* _ENUNCIADO A_:
Com base no texto sobre a boa-fé processual, responda:
(i) Segundo o inciso I do art. 3º da Constituição da República, qual é o objetivo da República Federativa Brasileira?
(ii) Qual artigo da Lei nº 11.101/05 permite ao juízo determinar a realização da constatação prévia?
(iii) Em qual artigo da Lei nº 11.101/05 está insculpido o princípio que se deve ter em mente na reestruturação do devedor?

* _TEXTO EXTRAÍDO_:

*****

Porém, subsiste um ponto — polêmico — a merecer reflexão que, com leitura menos ortodoxa da apontada legislação, pode ensejar consequências interessantes.
Antes de adentrar à controvérsia, sabe-se que ao buscar amparo jurisdicional presumível esteja o requerente de boa-fé; inconcebível, pois, que o postulante esteja mal-intencionado a ponto de se valer da custosa máquina estatal com finalidade espúria [1].
Até os cânones constitucionais enfatizam a cláusula geral da boa-fé, não só para as relações contratuais, mas a inspirar o ordenamento jurídico-processual:
“Mesmo que não houvesse texto normativo expresso na legislação infraconstitucional, o princípio da boa-fé processual poderia ser extraído de outros princípios constitucionais. A exigência de comportamento em conformidade com a boa-fé pode ser encarada como conteúdo de outros direitos fundamentais. Há quem veja no inciso I do art. 3º da Constituição da República o fundamento constitucional da proteção da boa-fé objetiva. É objetivo da República Federativa Brasileira a construção de uma sociedade livre, justa e solidária. Haveria um dever fundamental de solidariedade, do qual decorreria o dever de não quebrar a confiança e de não agir com deslealdade. Nessa mesma linha de raciocínio, há quem veja a cláusula geral de boa-fé como concretização da proteção constitucional à dignidade da pessoa humana (art. 1º, III, CF/1988)” [2].
Posta a situação de crise, espera-se que o devedor esteja de boa-fé ao propor sua reestruturação e, com isso, obtenha êxito em sanar suas pendências, tendo em mente o princípio insculpido no artigo 47 da Lei nº 11.101/05.
No entanto, algumas práticas desvirtuadas na utilização da recuperação podem ser verificadas, apesar de alguns mecanismos normativos para sua contenção.
Um desses mecanismos é a possibilidade de o juízo determinar a realização da ‘constatação prévia’ (artigo 51-A da Lei nº 11.101/05) se existem indícios de irregularidades quando do ajuizamento da recuperação. Sobreleva o parágrafo 6º do artigo 51-A da Lei nº 11101/05 a impor impeditivos à recuperação desvirtuada e em oposição à boa-fé processual.

*****

[Dados de origem]

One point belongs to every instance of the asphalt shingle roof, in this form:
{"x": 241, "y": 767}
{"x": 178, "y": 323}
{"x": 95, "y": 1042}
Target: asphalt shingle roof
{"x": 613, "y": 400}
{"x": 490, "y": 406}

*****

* _ENUNCIADO B_: Reproduza, sem nenhuma alteração, todas as linhas dos dados de origem acima.

* _RESOLUÇÃO A_:
(i) A construção de uma sociedade livre, justa e solidária.
(ii) O artigo 51-A.
(iii) O artigo 47.

* _RESOLUÇÃO B_:
One point belongs to every instance of the asphalt shingle roof, in this form:
{"x": 241, "y": 767}
{"x": 178, "y": 323}
{"x": 95, "y": 1042}
Target: asphalt shingle roof
{"x": 613, "y": 400}
{"x": 490, "y": 406}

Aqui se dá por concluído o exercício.